* _ABOUT THIS EXERCISE_
Return the full set of entries precisely. Do not carry over any pictures.

══ RECORDS TO PROCESS

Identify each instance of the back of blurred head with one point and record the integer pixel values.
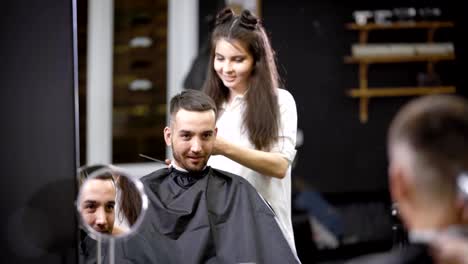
(428, 150)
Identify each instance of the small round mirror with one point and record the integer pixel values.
(110, 203)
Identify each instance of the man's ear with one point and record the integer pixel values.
(397, 183)
(167, 136)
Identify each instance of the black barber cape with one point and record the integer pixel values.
(209, 217)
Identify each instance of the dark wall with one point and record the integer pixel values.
(339, 153)
(38, 132)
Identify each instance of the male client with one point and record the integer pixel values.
(197, 214)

════

* _TASK RESPONSE_
Identify each instance of the back of blurred head with one point and record the integer pixel values.
(428, 150)
Identify each instance of the small round mirror with one point and record the integer pixel values.
(110, 203)
Identify each instance of the man's ear with one point and record the integer pixel values.
(397, 183)
(167, 136)
Identify each instance of the black barber cape with one point and record the integer pixel values.
(209, 217)
Identify each instance of the dark wall with one point and record the integer pixel values.
(339, 153)
(38, 132)
Identify each instance of the male client with one point and record the integer pixel values.
(197, 214)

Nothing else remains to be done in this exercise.